ENTRIES SUPPLIED >>
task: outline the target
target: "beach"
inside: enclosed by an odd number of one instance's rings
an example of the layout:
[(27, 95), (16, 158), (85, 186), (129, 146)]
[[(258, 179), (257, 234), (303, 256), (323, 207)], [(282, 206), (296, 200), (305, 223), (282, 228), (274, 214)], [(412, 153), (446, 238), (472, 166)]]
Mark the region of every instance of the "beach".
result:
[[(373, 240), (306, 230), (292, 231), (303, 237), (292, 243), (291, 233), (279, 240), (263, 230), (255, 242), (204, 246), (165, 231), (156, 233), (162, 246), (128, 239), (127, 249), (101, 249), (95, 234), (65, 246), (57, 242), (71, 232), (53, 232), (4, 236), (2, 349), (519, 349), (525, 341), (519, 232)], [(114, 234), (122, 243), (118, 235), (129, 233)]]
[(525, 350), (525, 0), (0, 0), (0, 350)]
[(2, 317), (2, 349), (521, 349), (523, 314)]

WORK REQUIRED >> Lines in the records above that carry the word "beach" are to be located and copied.

YOUR RESPONSE >>
target: "beach"
Mark the region of every instance of the "beach".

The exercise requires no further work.